◆ Directions ◆
Please put each line of the items below into a numbered list, leaving out blank lines and the pictures.

(Coordinate annotation entries)
■ ■ ■

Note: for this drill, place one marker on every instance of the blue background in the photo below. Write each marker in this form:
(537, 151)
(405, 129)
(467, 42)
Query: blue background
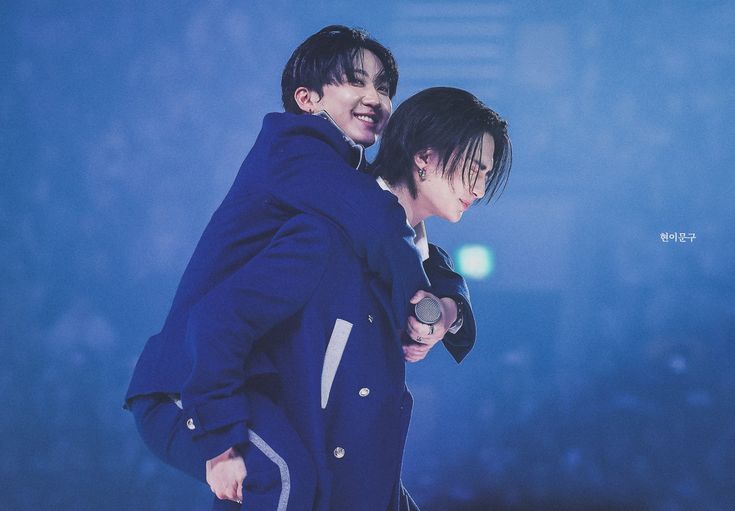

■ ■ ■

◆ Task response ◆
1. Note: for this drill, place one marker on every instance of the blue background in the photo below. Write each marker in this form:
2. (537, 151)
3. (405, 129)
4. (467, 42)
5. Query: blue background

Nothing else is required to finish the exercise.